***** Records provided *****
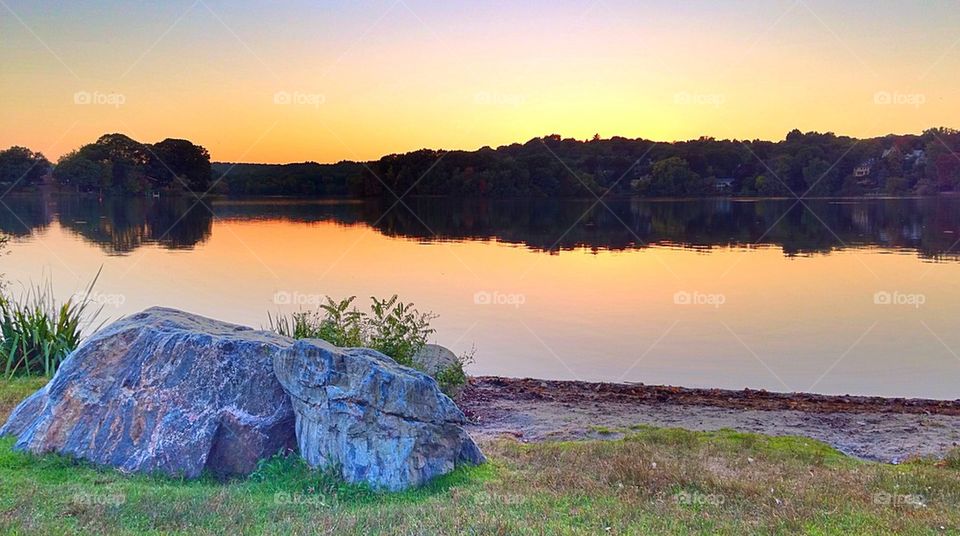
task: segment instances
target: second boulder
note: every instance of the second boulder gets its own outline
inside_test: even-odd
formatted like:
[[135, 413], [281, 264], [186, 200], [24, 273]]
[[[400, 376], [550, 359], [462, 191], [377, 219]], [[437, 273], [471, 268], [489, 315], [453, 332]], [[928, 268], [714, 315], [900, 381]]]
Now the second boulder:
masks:
[[276, 354], [274, 371], [313, 467], [338, 467], [349, 482], [396, 491], [485, 461], [436, 381], [377, 351], [301, 340]]

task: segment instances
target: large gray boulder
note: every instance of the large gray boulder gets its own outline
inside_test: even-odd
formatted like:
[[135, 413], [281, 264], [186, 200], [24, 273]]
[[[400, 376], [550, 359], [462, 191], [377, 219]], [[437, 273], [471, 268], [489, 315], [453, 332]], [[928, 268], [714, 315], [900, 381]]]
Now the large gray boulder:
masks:
[[424, 344], [413, 356], [413, 364], [417, 369], [436, 378], [437, 374], [449, 370], [460, 362], [457, 360], [457, 354], [452, 350], [439, 344]]
[[273, 356], [292, 340], [152, 308], [94, 334], [0, 435], [124, 472], [251, 472], [296, 444]]
[[348, 482], [401, 490], [484, 457], [436, 381], [366, 348], [303, 340], [277, 353], [293, 400], [300, 454]]

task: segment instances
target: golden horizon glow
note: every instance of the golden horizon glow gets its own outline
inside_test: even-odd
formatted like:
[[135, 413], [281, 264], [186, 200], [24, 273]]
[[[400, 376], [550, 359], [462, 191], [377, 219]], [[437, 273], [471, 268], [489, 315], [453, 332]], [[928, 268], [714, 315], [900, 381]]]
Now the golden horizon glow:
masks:
[[552, 133], [960, 126], [946, 1], [128, 4], [0, 8], [0, 148], [56, 159], [122, 132], [215, 161], [335, 162]]

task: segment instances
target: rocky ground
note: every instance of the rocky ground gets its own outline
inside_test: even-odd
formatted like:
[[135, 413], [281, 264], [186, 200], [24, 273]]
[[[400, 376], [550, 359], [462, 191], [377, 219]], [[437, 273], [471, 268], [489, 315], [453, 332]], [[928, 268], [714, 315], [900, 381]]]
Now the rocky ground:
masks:
[[478, 439], [615, 438], [631, 426], [817, 439], [898, 463], [960, 445], [960, 401], [475, 377], [458, 397]]

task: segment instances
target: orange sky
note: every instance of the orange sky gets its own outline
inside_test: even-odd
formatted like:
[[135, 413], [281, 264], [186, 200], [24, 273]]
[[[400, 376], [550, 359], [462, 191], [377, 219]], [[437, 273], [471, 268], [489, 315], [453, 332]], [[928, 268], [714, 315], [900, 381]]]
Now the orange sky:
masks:
[[[5, 0], [0, 147], [220, 161], [960, 126], [955, 2]], [[75, 5], [80, 4], [80, 5]]]

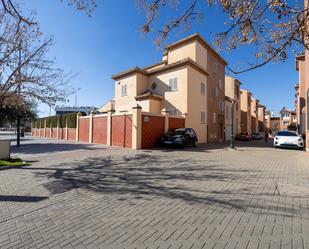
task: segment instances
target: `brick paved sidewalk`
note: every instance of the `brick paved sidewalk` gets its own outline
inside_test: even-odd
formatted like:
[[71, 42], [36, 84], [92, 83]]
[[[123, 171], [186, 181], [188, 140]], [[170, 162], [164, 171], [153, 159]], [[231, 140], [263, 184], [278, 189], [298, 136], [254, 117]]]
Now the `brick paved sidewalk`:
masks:
[[309, 248], [304, 152], [81, 146], [27, 157], [38, 162], [0, 171], [1, 249]]

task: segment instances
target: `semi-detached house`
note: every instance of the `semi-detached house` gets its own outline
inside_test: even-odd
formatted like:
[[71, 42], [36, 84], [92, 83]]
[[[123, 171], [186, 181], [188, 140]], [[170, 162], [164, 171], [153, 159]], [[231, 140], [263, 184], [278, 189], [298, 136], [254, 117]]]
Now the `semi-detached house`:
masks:
[[199, 143], [224, 140], [227, 62], [199, 35], [168, 45], [162, 61], [112, 76], [115, 97], [101, 108], [185, 117]]

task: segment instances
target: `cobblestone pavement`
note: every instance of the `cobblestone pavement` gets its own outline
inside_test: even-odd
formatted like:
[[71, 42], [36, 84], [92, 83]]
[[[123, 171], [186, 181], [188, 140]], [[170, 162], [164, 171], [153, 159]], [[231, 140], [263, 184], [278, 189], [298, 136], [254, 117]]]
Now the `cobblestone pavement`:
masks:
[[309, 156], [23, 141], [0, 170], [0, 248], [309, 248]]

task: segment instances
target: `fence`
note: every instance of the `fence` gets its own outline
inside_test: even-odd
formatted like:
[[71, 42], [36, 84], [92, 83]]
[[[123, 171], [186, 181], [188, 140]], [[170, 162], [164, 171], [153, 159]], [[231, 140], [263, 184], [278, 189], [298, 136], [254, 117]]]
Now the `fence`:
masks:
[[[45, 122], [46, 125], [46, 122]], [[76, 128], [33, 128], [32, 135], [133, 149], [152, 148], [169, 130], [185, 127], [182, 117], [142, 112], [77, 116]]]

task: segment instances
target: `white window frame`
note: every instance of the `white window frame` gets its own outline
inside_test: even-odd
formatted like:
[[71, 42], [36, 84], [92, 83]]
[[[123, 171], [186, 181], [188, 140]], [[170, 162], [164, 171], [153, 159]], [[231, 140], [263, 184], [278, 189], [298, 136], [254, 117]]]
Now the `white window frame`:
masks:
[[170, 92], [178, 91], [178, 78], [172, 78], [168, 81]]
[[215, 88], [215, 96], [217, 98], [219, 97], [219, 88], [218, 87]]
[[201, 112], [201, 124], [206, 124], [206, 112]]
[[127, 84], [121, 85], [121, 96], [128, 96], [128, 86]]
[[171, 116], [177, 116], [178, 111], [177, 111], [175, 108], [172, 108], [172, 109], [169, 110], [169, 114], [170, 114]]

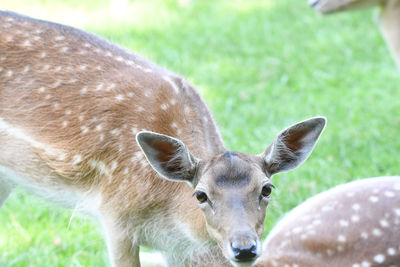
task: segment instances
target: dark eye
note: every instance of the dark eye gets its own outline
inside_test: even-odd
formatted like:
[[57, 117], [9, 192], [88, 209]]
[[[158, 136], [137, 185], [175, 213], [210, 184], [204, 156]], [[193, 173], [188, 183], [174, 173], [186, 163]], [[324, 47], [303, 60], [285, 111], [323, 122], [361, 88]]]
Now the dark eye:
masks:
[[264, 185], [263, 188], [261, 189], [261, 195], [263, 197], [269, 197], [271, 195], [272, 188], [274, 188], [272, 184]]
[[204, 193], [204, 192], [202, 192], [202, 191], [197, 191], [197, 192], [195, 192], [194, 194], [195, 194], [197, 200], [198, 200], [200, 203], [204, 203], [204, 202], [206, 202], [207, 199], [208, 199], [206, 193]]

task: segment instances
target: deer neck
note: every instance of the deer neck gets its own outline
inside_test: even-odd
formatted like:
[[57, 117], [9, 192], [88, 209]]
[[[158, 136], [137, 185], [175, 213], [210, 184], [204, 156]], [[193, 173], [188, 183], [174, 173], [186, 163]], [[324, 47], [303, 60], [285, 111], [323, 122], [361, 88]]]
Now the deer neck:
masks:
[[388, 0], [383, 3], [380, 26], [390, 52], [400, 67], [400, 0]]

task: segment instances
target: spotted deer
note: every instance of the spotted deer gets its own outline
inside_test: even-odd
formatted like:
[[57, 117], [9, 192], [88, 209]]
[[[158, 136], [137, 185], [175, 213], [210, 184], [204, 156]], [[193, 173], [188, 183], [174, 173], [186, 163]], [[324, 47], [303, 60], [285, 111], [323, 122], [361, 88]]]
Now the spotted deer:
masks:
[[400, 177], [359, 180], [289, 212], [256, 267], [400, 266]]
[[68, 26], [0, 12], [0, 29], [0, 203], [21, 186], [92, 214], [112, 266], [140, 266], [141, 245], [168, 266], [219, 247], [253, 264], [271, 176], [306, 160], [325, 118], [229, 151], [178, 75]]
[[310, 0], [323, 14], [379, 7], [379, 26], [396, 63], [400, 66], [400, 0]]

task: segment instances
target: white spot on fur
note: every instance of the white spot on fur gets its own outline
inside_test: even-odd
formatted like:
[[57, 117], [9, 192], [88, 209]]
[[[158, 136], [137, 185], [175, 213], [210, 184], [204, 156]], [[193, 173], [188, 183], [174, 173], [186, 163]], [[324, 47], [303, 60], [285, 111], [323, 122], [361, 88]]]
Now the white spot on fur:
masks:
[[292, 230], [293, 234], [298, 234], [303, 230], [302, 227], [298, 226]]
[[124, 97], [123, 95], [119, 94], [119, 95], [117, 95], [117, 96], [115, 97], [115, 99], [116, 99], [117, 101], [122, 101], [122, 100], [125, 99], [125, 97]]
[[142, 112], [142, 111], [144, 111], [144, 108], [143, 107], [138, 107], [137, 111]]
[[81, 131], [83, 134], [87, 133], [89, 131], [89, 128], [86, 126], [81, 126]]
[[175, 98], [172, 98], [172, 99], [170, 100], [170, 103], [171, 103], [171, 105], [175, 105], [175, 104], [176, 104], [176, 99], [175, 99]]
[[396, 216], [400, 216], [400, 209], [394, 209], [393, 212]]
[[65, 110], [65, 115], [71, 115], [71, 114], [72, 114], [72, 110], [70, 110], [70, 109]]
[[112, 134], [112, 135], [119, 135], [119, 134], [120, 134], [120, 131], [119, 131], [119, 129], [113, 129], [113, 130], [110, 131], [110, 134]]
[[385, 194], [385, 196], [388, 197], [388, 198], [392, 198], [392, 197], [395, 196], [395, 194], [394, 194], [392, 191], [385, 191], [384, 194]]
[[116, 168], [118, 167], [118, 162], [117, 161], [113, 161], [113, 162], [111, 162], [111, 167], [110, 167], [110, 169], [111, 169], [111, 171], [113, 172]]
[[352, 208], [353, 210], [355, 210], [355, 211], [360, 210], [360, 204], [358, 204], [358, 203], [353, 204], [353, 206], [351, 206], [351, 208]]
[[31, 41], [25, 40], [24, 46], [26, 46], [26, 47], [31, 46]]
[[64, 46], [63, 48], [61, 48], [61, 52], [62, 53], [66, 53], [69, 50], [68, 47]]
[[121, 57], [121, 56], [119, 56], [119, 57], [116, 57], [115, 58], [117, 61], [119, 61], [119, 62], [122, 62], [122, 61], [124, 61], [124, 58], [123, 57]]
[[377, 263], [383, 263], [385, 261], [385, 256], [382, 254], [378, 254], [374, 257], [374, 261]]
[[68, 125], [68, 122], [67, 122], [67, 121], [63, 121], [63, 122], [62, 122], [62, 127], [63, 127], [63, 128], [67, 127], [67, 125]]
[[337, 240], [338, 240], [340, 243], [345, 243], [345, 242], [346, 242], [346, 237], [345, 237], [344, 235], [338, 235]]
[[27, 72], [29, 71], [30, 68], [31, 68], [31, 66], [26, 65], [26, 66], [24, 67], [23, 72], [24, 72], [24, 73], [27, 73]]
[[57, 37], [55, 38], [56, 41], [62, 41], [62, 40], [64, 40], [64, 39], [65, 39], [65, 37], [62, 36], [62, 35], [59, 35], [59, 36], [57, 36]]
[[42, 53], [40, 54], [40, 57], [41, 57], [41, 58], [44, 58], [44, 57], [46, 57], [46, 55], [47, 55], [46, 52], [42, 52]]
[[396, 249], [394, 249], [394, 248], [388, 248], [387, 251], [386, 251], [386, 253], [387, 253], [389, 256], [394, 256], [394, 255], [396, 255]]
[[107, 86], [106, 91], [110, 91], [113, 88], [115, 88], [115, 83], [112, 83], [109, 86]]
[[362, 232], [361, 233], [361, 238], [364, 239], [364, 240], [368, 239], [368, 234], [366, 232]]
[[81, 163], [82, 162], [82, 156], [81, 155], [75, 155], [73, 158], [72, 158], [72, 164], [74, 164], [74, 165], [77, 165], [77, 164], [79, 164], [79, 163]]
[[351, 221], [352, 222], [359, 222], [360, 221], [360, 216], [358, 216], [358, 215], [351, 216]]
[[361, 267], [371, 267], [371, 263], [369, 263], [368, 261], [363, 261], [361, 262]]
[[321, 211], [322, 212], [327, 212], [327, 211], [331, 211], [332, 209], [333, 209], [333, 207], [331, 207], [331, 206], [323, 206]]
[[379, 224], [380, 224], [383, 228], [389, 227], [389, 222], [386, 221], [386, 220], [384, 220], [384, 219], [380, 220], [380, 221], [379, 221]]
[[46, 90], [46, 88], [44, 88], [44, 87], [42, 86], [42, 87], [39, 87], [38, 92], [39, 92], [39, 93], [44, 93], [45, 90]]
[[99, 83], [96, 87], [96, 91], [100, 91], [101, 89], [103, 89], [104, 83]]
[[353, 197], [354, 194], [355, 194], [354, 192], [347, 192], [346, 196], [347, 196], [347, 197]]
[[339, 221], [339, 225], [340, 225], [341, 227], [347, 227], [347, 226], [349, 226], [349, 222], [346, 221], [346, 220], [340, 220], [340, 221]]
[[11, 77], [11, 76], [13, 76], [13, 71], [12, 70], [7, 71], [7, 77]]
[[87, 92], [87, 86], [84, 86], [84, 87], [82, 87], [82, 89], [81, 89], [81, 94], [83, 95], [83, 94], [86, 94], [86, 92]]
[[381, 236], [381, 235], [382, 235], [382, 231], [381, 231], [380, 229], [378, 229], [378, 228], [374, 228], [374, 229], [372, 230], [372, 234], [373, 234], [374, 236]]
[[168, 108], [168, 105], [167, 105], [167, 104], [162, 104], [162, 105], [161, 105], [161, 109], [162, 109], [162, 110], [167, 110], [167, 108]]
[[96, 160], [89, 160], [89, 165], [91, 168], [96, 169], [100, 174], [105, 174], [107, 176], [110, 175], [110, 172], [107, 168], [107, 166], [104, 164], [102, 161], [96, 161]]
[[103, 129], [103, 126], [101, 124], [96, 126], [96, 131], [101, 131]]
[[372, 203], [376, 203], [379, 201], [379, 198], [377, 196], [370, 196], [368, 199]]
[[87, 69], [87, 66], [86, 66], [86, 65], [80, 65], [80, 66], [79, 66], [79, 69], [80, 69], [80, 70], [86, 70], [86, 69]]

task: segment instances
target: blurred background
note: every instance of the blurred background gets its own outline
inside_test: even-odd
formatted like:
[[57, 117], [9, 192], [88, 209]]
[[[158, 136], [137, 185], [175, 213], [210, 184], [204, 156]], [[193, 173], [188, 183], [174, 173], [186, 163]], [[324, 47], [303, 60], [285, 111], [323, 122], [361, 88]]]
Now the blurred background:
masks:
[[[281, 129], [326, 116], [309, 160], [273, 177], [265, 234], [318, 192], [400, 174], [400, 72], [377, 10], [321, 16], [307, 0], [2, 0], [0, 9], [96, 33], [186, 77], [231, 150], [260, 153]], [[90, 218], [23, 190], [0, 210], [0, 266], [107, 264]]]

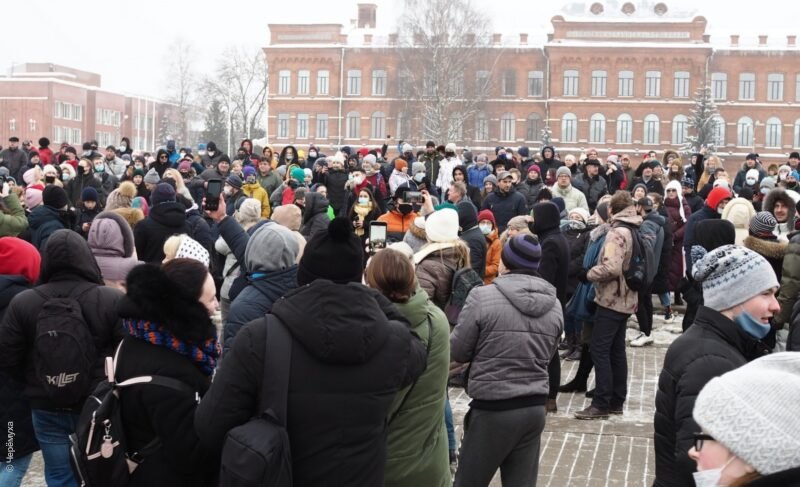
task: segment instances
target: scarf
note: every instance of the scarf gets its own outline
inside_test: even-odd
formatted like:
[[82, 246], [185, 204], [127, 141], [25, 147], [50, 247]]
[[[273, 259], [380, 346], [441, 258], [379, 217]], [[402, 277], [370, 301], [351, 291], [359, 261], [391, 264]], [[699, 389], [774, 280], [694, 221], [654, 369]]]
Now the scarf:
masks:
[[180, 340], [172, 332], [152, 321], [125, 319], [122, 324], [129, 335], [178, 352], [194, 362], [207, 376], [214, 373], [219, 357], [219, 343], [216, 338], [209, 338], [202, 346], [197, 346]]
[[[686, 212], [683, 209], [683, 186], [678, 181], [670, 181], [667, 187], [664, 188], [664, 204], [666, 205], [669, 198], [667, 198], [667, 190], [674, 189], [678, 193], [678, 214], [681, 216], [681, 221], [686, 223]], [[667, 205], [668, 206], [668, 205]]]

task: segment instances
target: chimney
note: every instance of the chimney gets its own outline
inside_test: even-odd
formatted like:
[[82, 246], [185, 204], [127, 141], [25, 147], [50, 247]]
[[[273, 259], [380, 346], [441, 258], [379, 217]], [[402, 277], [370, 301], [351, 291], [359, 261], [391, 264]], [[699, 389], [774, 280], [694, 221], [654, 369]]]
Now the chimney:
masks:
[[705, 44], [708, 44], [709, 42], [711, 42], [711, 34], [703, 34], [703, 42]]
[[520, 34], [519, 35], [519, 43], [523, 46], [528, 45], [528, 34]]
[[396, 46], [397, 45], [397, 33], [389, 34], [389, 45]]
[[765, 35], [758, 36], [758, 45], [759, 46], [766, 46], [767, 45], [767, 36], [765, 36]]
[[414, 45], [421, 46], [422, 45], [422, 33], [421, 32], [414, 32]]
[[378, 6], [374, 3], [359, 3], [358, 4], [358, 28], [359, 29], [374, 29], [375, 28], [375, 14]]
[[468, 46], [474, 46], [475, 34], [473, 34], [472, 32], [468, 32], [467, 34], [464, 35], [464, 41], [467, 43]]
[[789, 47], [797, 46], [797, 36], [786, 36], [786, 45]]
[[503, 41], [503, 34], [492, 34], [492, 45], [499, 46]]
[[731, 47], [739, 46], [739, 36], [737, 34], [731, 35]]

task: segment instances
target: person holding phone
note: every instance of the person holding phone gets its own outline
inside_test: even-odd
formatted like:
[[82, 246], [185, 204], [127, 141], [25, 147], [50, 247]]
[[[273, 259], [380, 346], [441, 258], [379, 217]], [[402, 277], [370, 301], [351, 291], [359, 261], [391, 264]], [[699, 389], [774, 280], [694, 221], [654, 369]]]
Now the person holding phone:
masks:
*****
• **Task objective**
Only the lines above starting at the one containing "target: blurred background" and ending at the one containing "Now the blurred", both included, are to be returned, exactly as they read.

• **Response area**
target: blurred background
note: every instance of the blurred background gets its own outline
inside_test: even-odd
formatted like:
[[57, 117], [9, 192], [88, 209]]
[[[158, 136], [137, 185], [175, 213], [210, 184], [204, 156]], [[193, 173], [188, 183], [174, 173], [186, 163]], [[324, 47], [303, 60], [285, 111], [323, 122], [361, 88]]]
Now the blurred background:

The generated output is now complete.